▸ **WORK INSTRUCTIONS**: Rewrite the part of the data that opens with the line containing "Expected: one point per instance of the euphorbia" and runs through the end of the data, changing "thin twig" to "slender twig" and leaving everything else as it is. Omit the pictures from your answer.

****************************************

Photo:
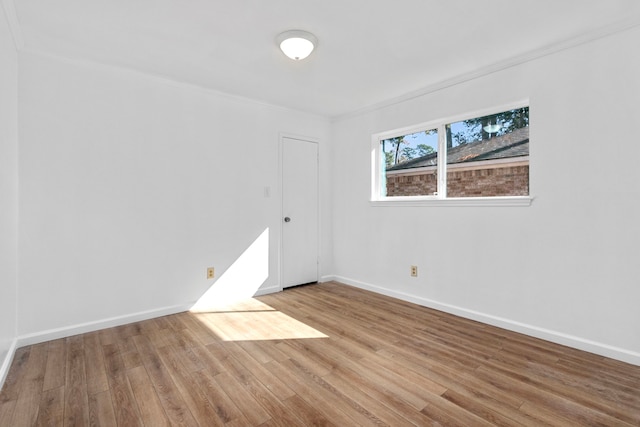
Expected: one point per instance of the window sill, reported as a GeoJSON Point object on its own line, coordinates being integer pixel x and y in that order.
{"type": "Point", "coordinates": [457, 201]}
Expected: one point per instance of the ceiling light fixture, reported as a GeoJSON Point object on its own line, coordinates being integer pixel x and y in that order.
{"type": "Point", "coordinates": [297, 44]}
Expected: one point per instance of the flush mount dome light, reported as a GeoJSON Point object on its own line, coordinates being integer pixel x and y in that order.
{"type": "Point", "coordinates": [297, 44]}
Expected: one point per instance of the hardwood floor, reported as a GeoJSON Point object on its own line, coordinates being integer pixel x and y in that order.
{"type": "Point", "coordinates": [325, 354]}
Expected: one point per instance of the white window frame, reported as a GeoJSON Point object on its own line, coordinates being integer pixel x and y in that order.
{"type": "Point", "coordinates": [439, 199]}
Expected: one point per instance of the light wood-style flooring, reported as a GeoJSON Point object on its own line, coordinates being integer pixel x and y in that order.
{"type": "Point", "coordinates": [325, 354]}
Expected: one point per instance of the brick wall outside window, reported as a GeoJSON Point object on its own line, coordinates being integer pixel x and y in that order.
{"type": "Point", "coordinates": [489, 182]}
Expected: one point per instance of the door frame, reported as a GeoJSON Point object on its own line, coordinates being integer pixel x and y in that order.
{"type": "Point", "coordinates": [302, 138]}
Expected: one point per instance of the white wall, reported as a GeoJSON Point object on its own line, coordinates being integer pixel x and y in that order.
{"type": "Point", "coordinates": [8, 193]}
{"type": "Point", "coordinates": [132, 186]}
{"type": "Point", "coordinates": [563, 268]}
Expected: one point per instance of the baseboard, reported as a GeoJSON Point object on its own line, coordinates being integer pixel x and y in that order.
{"type": "Point", "coordinates": [6, 363]}
{"type": "Point", "coordinates": [53, 334]}
{"type": "Point", "coordinates": [511, 325]}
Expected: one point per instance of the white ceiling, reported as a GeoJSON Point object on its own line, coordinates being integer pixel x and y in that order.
{"type": "Point", "coordinates": [369, 51]}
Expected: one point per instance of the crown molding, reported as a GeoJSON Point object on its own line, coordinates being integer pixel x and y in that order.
{"type": "Point", "coordinates": [14, 25]}
{"type": "Point", "coordinates": [551, 49]}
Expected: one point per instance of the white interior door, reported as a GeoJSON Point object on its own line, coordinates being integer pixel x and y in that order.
{"type": "Point", "coordinates": [299, 212]}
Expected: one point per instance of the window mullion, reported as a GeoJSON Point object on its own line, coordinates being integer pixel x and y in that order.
{"type": "Point", "coordinates": [442, 161]}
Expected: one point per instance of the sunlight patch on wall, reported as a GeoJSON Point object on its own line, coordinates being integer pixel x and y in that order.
{"type": "Point", "coordinates": [241, 280]}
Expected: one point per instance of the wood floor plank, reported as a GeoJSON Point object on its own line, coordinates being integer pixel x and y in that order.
{"type": "Point", "coordinates": [101, 413]}
{"type": "Point", "coordinates": [151, 411]}
{"type": "Point", "coordinates": [124, 403]}
{"type": "Point", "coordinates": [51, 411]}
{"type": "Point", "coordinates": [172, 401]}
{"type": "Point", "coordinates": [226, 410]}
{"type": "Point", "coordinates": [327, 355]}
{"type": "Point", "coordinates": [249, 407]}
{"type": "Point", "coordinates": [197, 402]}
{"type": "Point", "coordinates": [54, 376]}
{"type": "Point", "coordinates": [94, 364]}
{"type": "Point", "coordinates": [16, 375]}
{"type": "Point", "coordinates": [29, 397]}
{"type": "Point", "coordinates": [6, 412]}
{"type": "Point", "coordinates": [76, 399]}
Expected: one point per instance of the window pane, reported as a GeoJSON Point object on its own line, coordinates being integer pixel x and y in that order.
{"type": "Point", "coordinates": [409, 164]}
{"type": "Point", "coordinates": [489, 156]}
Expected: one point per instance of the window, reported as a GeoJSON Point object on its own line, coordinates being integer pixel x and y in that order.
{"type": "Point", "coordinates": [484, 157]}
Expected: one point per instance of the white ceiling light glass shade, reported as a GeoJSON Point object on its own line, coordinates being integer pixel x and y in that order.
{"type": "Point", "coordinates": [297, 44]}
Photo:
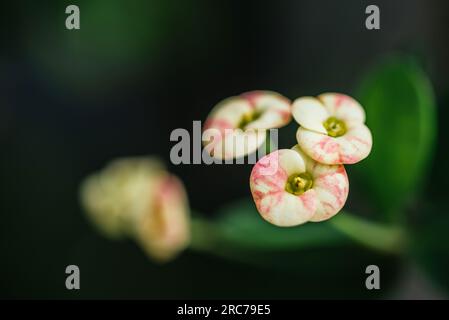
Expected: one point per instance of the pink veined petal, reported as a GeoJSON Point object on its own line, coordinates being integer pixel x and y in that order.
{"type": "Point", "coordinates": [165, 230]}
{"type": "Point", "coordinates": [228, 113]}
{"type": "Point", "coordinates": [310, 114]}
{"type": "Point", "coordinates": [267, 183]}
{"type": "Point", "coordinates": [343, 107]}
{"type": "Point", "coordinates": [235, 143]}
{"type": "Point", "coordinates": [331, 185]}
{"type": "Point", "coordinates": [274, 108]}
{"type": "Point", "coordinates": [350, 148]}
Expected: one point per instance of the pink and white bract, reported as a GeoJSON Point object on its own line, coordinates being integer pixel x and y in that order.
{"type": "Point", "coordinates": [332, 129]}
{"type": "Point", "coordinates": [137, 197]}
{"type": "Point", "coordinates": [237, 126]}
{"type": "Point", "coordinates": [289, 188]}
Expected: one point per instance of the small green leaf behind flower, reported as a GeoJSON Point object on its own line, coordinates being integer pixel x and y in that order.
{"type": "Point", "coordinates": [400, 107]}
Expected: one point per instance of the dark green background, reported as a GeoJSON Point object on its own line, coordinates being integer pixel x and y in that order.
{"type": "Point", "coordinates": [72, 100]}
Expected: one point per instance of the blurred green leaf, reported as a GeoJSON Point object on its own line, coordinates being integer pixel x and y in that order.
{"type": "Point", "coordinates": [312, 260]}
{"type": "Point", "coordinates": [400, 109]}
{"type": "Point", "coordinates": [239, 233]}
{"type": "Point", "coordinates": [242, 225]}
{"type": "Point", "coordinates": [430, 248]}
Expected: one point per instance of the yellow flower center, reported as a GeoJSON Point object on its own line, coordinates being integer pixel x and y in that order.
{"type": "Point", "coordinates": [299, 183]}
{"type": "Point", "coordinates": [335, 127]}
{"type": "Point", "coordinates": [248, 118]}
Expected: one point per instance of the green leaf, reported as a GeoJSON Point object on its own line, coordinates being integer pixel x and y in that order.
{"type": "Point", "coordinates": [400, 109]}
{"type": "Point", "coordinates": [242, 225]}
{"type": "Point", "coordinates": [241, 234]}
{"type": "Point", "coordinates": [430, 247]}
{"type": "Point", "coordinates": [314, 260]}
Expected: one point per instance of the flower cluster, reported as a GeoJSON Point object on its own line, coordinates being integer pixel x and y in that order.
{"type": "Point", "coordinates": [308, 182]}
{"type": "Point", "coordinates": [136, 197]}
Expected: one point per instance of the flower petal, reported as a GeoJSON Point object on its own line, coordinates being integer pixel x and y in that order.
{"type": "Point", "coordinates": [331, 185]}
{"type": "Point", "coordinates": [273, 107]}
{"type": "Point", "coordinates": [350, 148]}
{"type": "Point", "coordinates": [235, 143]}
{"type": "Point", "coordinates": [164, 230]}
{"type": "Point", "coordinates": [267, 183]}
{"type": "Point", "coordinates": [310, 114]}
{"type": "Point", "coordinates": [343, 107]}
{"type": "Point", "coordinates": [228, 113]}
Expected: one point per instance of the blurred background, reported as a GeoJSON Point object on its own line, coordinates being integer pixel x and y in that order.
{"type": "Point", "coordinates": [72, 100]}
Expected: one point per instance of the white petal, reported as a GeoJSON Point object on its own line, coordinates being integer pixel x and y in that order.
{"type": "Point", "coordinates": [267, 182]}
{"type": "Point", "coordinates": [350, 148]}
{"type": "Point", "coordinates": [275, 109]}
{"type": "Point", "coordinates": [229, 111]}
{"type": "Point", "coordinates": [236, 143]}
{"type": "Point", "coordinates": [310, 113]}
{"type": "Point", "coordinates": [343, 107]}
{"type": "Point", "coordinates": [331, 185]}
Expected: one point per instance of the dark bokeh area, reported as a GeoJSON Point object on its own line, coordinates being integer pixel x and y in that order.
{"type": "Point", "coordinates": [72, 100]}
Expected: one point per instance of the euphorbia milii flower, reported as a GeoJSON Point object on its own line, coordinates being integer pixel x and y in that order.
{"type": "Point", "coordinates": [138, 198]}
{"type": "Point", "coordinates": [237, 126]}
{"type": "Point", "coordinates": [332, 129]}
{"type": "Point", "coordinates": [289, 188]}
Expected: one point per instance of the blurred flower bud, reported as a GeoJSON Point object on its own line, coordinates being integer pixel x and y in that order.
{"type": "Point", "coordinates": [138, 198]}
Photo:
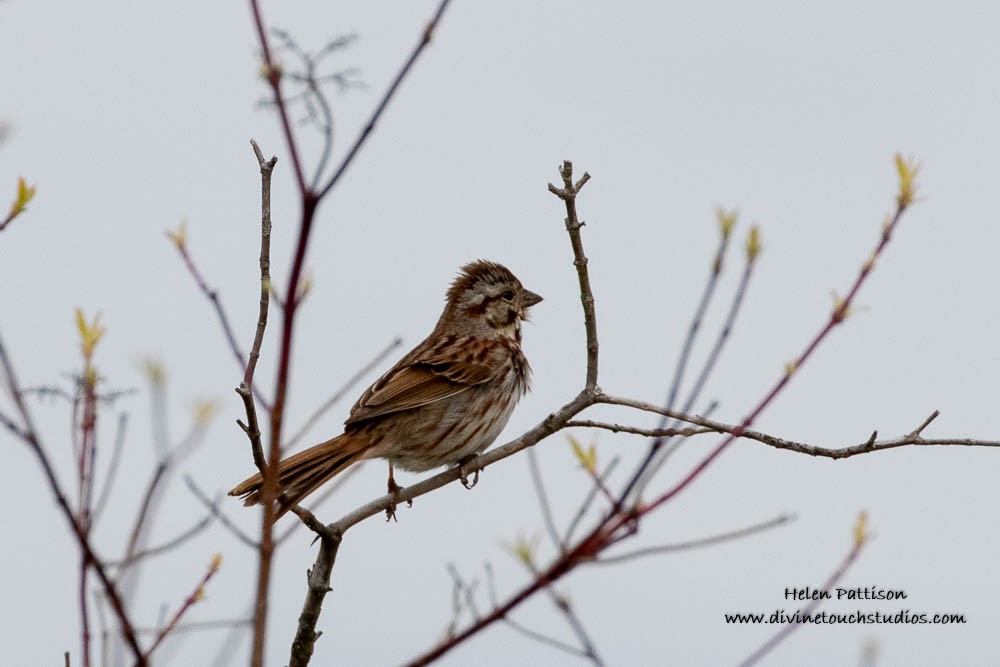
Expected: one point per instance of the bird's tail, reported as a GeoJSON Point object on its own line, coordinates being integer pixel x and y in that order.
{"type": "Point", "coordinates": [301, 474]}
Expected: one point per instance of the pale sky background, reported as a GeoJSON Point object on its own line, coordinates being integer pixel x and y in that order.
{"type": "Point", "coordinates": [132, 117]}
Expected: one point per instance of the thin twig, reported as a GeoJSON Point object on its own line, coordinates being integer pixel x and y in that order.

****************************************

▸ **FINAL ANSWER**:
Expected: one point per instance of the euphorbia milii flower, reported as a GeoJSON Point object on its own line, coordinates being integer pixel x and y in that order.
{"type": "Point", "coordinates": [138, 198]}
{"type": "Point", "coordinates": [237, 126]}
{"type": "Point", "coordinates": [332, 129]}
{"type": "Point", "coordinates": [289, 188]}
Expected: one point per instance of the blurred flower bud, reported as a GeoJSON Point object on its own line, coordinates being integer pixel x and y in that order.
{"type": "Point", "coordinates": [138, 198]}
Photo:
Expected: one point per instance of the bird's tail, reported as a GeoJSON Point object on its own line, coordinates being integer pixel x and y in that order.
{"type": "Point", "coordinates": [301, 474]}
Expected: one point per instance of the pale sky background, reported as a GeoJSON Point object on its own line, coordinates being integer pixel x and y in that order.
{"type": "Point", "coordinates": [132, 117]}
Expected: one point per instance of the slender twig, reported as a GeoJSON Point object on its own line, coordinates being integer pixel x and y in that order.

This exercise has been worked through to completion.